| Job |
Revise the listing below so that every occurrence of "per instance" becomes "per object", keeping everything else the same.

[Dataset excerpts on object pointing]
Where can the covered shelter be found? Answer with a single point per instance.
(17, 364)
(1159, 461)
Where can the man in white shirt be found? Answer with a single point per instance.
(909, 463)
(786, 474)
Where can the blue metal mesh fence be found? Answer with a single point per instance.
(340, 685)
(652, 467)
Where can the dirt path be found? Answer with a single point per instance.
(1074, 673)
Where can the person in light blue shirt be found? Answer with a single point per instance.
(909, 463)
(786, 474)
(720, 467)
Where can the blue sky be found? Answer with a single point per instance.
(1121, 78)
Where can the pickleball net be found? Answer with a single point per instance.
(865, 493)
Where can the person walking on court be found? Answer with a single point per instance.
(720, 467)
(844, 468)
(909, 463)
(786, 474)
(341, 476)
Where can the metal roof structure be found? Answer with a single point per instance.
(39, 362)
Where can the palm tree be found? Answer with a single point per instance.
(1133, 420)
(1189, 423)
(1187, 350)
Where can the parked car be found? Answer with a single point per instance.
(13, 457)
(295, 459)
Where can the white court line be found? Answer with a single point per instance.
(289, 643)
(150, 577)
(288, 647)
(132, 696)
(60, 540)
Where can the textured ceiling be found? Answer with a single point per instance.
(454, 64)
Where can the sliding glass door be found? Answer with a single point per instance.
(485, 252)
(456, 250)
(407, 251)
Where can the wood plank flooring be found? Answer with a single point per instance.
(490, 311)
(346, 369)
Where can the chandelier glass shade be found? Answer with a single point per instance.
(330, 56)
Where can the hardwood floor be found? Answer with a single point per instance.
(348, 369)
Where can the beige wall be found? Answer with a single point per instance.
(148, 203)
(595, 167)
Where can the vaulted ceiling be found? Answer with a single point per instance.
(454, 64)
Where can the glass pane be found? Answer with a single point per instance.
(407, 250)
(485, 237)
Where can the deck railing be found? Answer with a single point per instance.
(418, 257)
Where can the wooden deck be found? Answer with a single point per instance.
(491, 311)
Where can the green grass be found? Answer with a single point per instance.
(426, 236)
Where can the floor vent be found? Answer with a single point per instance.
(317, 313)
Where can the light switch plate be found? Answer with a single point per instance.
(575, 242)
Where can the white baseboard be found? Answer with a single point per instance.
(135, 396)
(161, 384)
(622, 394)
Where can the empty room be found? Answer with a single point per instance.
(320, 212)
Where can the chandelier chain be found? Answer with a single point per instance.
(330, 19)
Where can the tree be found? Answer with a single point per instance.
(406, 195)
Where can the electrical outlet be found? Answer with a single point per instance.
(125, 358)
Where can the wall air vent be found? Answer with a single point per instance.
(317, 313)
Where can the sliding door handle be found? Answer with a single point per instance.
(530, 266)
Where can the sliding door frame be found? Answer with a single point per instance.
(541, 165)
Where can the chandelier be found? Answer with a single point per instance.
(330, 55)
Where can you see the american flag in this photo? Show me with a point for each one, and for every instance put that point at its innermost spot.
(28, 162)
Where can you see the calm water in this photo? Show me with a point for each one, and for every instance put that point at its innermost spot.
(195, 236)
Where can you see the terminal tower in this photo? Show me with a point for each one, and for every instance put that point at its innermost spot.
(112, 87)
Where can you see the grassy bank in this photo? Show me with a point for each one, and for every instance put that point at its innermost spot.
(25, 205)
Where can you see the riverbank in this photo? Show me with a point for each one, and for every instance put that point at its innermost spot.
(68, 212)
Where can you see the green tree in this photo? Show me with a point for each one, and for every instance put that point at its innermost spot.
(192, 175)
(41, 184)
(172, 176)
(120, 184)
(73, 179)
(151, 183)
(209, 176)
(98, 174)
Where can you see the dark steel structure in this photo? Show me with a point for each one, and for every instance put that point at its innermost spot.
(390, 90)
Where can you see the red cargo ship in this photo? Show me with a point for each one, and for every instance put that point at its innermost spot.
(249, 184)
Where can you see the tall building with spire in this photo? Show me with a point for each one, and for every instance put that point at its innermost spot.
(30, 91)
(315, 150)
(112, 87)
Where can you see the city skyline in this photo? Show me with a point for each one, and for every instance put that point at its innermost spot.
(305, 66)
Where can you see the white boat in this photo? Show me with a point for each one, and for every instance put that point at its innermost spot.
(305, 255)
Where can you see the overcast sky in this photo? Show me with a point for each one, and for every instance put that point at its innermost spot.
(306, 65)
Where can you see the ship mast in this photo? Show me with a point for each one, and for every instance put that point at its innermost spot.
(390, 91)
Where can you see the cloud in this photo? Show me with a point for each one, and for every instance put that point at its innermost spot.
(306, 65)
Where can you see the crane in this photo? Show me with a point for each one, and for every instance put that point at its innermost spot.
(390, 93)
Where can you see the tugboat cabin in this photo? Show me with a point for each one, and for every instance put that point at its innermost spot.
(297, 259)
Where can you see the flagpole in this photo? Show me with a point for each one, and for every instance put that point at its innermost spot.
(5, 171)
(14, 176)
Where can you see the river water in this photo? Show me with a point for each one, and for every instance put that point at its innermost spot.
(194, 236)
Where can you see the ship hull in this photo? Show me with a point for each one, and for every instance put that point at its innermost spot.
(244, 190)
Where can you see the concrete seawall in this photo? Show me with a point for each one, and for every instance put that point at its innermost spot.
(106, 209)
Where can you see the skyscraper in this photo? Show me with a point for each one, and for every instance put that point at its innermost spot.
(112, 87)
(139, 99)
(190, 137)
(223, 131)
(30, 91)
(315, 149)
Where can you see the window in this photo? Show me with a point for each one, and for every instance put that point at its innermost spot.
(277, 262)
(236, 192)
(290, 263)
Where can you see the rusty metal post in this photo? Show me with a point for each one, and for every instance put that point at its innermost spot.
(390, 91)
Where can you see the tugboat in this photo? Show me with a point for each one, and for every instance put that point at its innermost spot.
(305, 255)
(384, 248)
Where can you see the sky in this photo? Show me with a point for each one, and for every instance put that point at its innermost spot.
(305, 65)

| Solution below |
Where can the covered shelter be found? Answer with a single point per object.
(17, 364)
(1159, 461)
Where can the man in white shirt be found? Answer with a single point per object.
(909, 463)
(786, 474)
Where can the blue metal mesh fence be found? Answer with a single point per object.
(340, 685)
(652, 467)
Where can the dirt path be found? Answer with a single point per object.
(1074, 673)
Where can the person in light blue shirt be found? Answer with a single point per object.
(909, 463)
(786, 474)
(720, 467)
Where can the blue sky be found? Answer with a single point per object.
(1121, 78)
Where can the pickleball net be found? Answer with a single point per object.
(865, 493)
Where can the person walking on court be found? Answer with a single point per object.
(720, 467)
(844, 468)
(909, 463)
(786, 474)
(341, 476)
Where can the metal roof structure be found? Answer with a single point per object.
(39, 362)
Where can the palm tree be found? Answer with a single point per object.
(1133, 420)
(1189, 423)
(1187, 350)
Where can the parked car be found? Answer with a single point per object.
(13, 457)
(295, 459)
Where can the white court line be found? Answer with a single point per object.
(289, 643)
(150, 577)
(288, 647)
(132, 696)
(60, 540)
Where can the textured ceiling be found? Answer with a single point per object.
(454, 64)
Where can the sliding glass door be found? Answer with a single point per object.
(485, 252)
(456, 250)
(407, 251)
Where can the wood plank flooring be found? Answer with a single point per object.
(490, 311)
(346, 369)
Where can the chandelier glass shade be found? Answer with a single point per object.
(330, 56)
Where can the hardwood floor be found? Answer with a single point per object.
(348, 369)
Where can the beige wall be found? Answer with a single point per object.
(148, 203)
(595, 167)
Where can the vaulted ceiling be found? Answer with a single point per object.
(454, 64)
Where can the glass pane be found? Answer with a single point per object.
(407, 250)
(485, 237)
Where can the deck railing be found? Answer with a single point per object.
(418, 257)
Where can the wooden deck be found? Answer with a single point per object.
(491, 311)
Where can the green grass be found? Answer with a single point per object.
(426, 236)
Where can the floor vent be found? Answer with a single point per object.
(317, 313)
Where can the light switch plate be found? Answer with a single point per object.
(575, 242)
Where can the white baseboard be found? Answer with a single point per object.
(135, 396)
(161, 384)
(622, 394)
Where can the empty room be found? Answer with a single point per object.
(320, 212)
Where can the chandelier chain be found? Answer with a single point per object.
(330, 19)
Where can the tree be found? Answer with a single point per object.
(406, 195)
Where can the electrical outlet be found? Answer with a single point per object.
(125, 358)
Where can the wall air vent be found? Answer with a single point per object.
(317, 313)
Where can the sliding door handle be found? Answer with a single point per object.
(530, 266)
Where can the sliding door frame be found? Answer with a single point per object.
(541, 165)
Where can the chandelier be found? Answer with a single point per object.
(330, 55)
Where can you see the american flag in this photo? Show me with a point for each one, and for every instance put that point at its innermost spot.
(28, 162)
Where can you see the calm water in this photo? Show me with a point for each one, and for every instance put that point at its innermost spot.
(195, 236)
Where can you see the terminal tower in this photo? Show me with a point for each one, and for every instance put that point at its innermost spot.
(112, 87)
Where can you see the grassy bank in this photo? Show me with a point for each one, and for every instance put that point at its innermost spot.
(25, 205)
Where can you see the riverbank in this photo? Show me with a point for each one, and for every instance put that point at its innermost spot.
(68, 212)
Where can you see the green tree in this photo? Show me with a point for each one, and for every instance put that point at its innermost spot.
(192, 175)
(41, 184)
(172, 176)
(120, 184)
(73, 179)
(151, 183)
(209, 176)
(98, 174)
Where can you see the dark steel structure in this photo? Show me with a point for each one, and for every instance put that point at its innermost spot.
(390, 90)
Where can you see the red cargo ship in this photo? Show me with a point for each one, and for every instance put that point at its innermost spot.
(249, 184)
Where can you see the tall building with spire in this photo? Show me with a point for each one, and for every instance put that point at its innermost spot.
(30, 91)
(315, 150)
(112, 87)
Where can you see the city skyline in this photo? Show me with a point for each one, and for every instance put that point at its innermost spot.
(305, 66)
Where can you see the white boat in this photo? Show me with a point for each one, and for every instance put that point at its innermost spot.
(305, 255)
Where can you see the overcast sky in this photo? Show me with a point for each one, and for every instance put that point at its innermost spot.
(306, 65)
Where can you see the ship mast in this photo? Show me with a point for each one, and for every instance put that point at its innermost spot.
(390, 91)
Where can you see the cloud in this photo? Show me with a point for each one, and for every instance put that point at its innermost spot.
(306, 65)
Where can you see the crane in this photo? Show me with a point for each one, and for every instance put that point at its innermost spot.
(390, 93)
Where can you see the tugboat cabin in this photo? Show me with a point for each one, and for every instance put that point at its innermost spot.
(297, 259)
Where can you see the flagpole in this photo? Show me with a point for each one, and for every instance put that point at its innermost spot.
(5, 171)
(14, 176)
Where can you see the river water in this photo? Show me with a point for each one, and for every instance put that point at its innermost spot.
(194, 236)
Where can you see the ship hull in this photo? Show me with a point for each one, and for every instance put that point at its innermost spot.
(244, 190)
Where can you see the concrete seawall in this photo? Show me with a point for each one, and for every instance put that point at its innermost spot.
(106, 209)
Where can you see the skyscraper in this photo? Show me with a point for each one, and for every instance put that point at its innermost spot.
(112, 87)
(139, 99)
(190, 137)
(223, 131)
(30, 91)
(315, 149)
Where can you see the window in this photo? Show me with a point for each one, and for every instance put that point at its innermost spot.
(277, 262)
(236, 192)
(290, 263)
Where can you see the rusty metal post in this photo? Show me with a point for each one, and for every instance put that point at its innermost spot.
(390, 91)
Where can you see the tugboat in this photo? Show me with a point for each one, and for every instance put that point at its innermost spot.
(305, 255)
(384, 248)
Where can you see the sky in this photo? Show me with a point for each one, and for every instance put that point at its innermost spot.
(305, 65)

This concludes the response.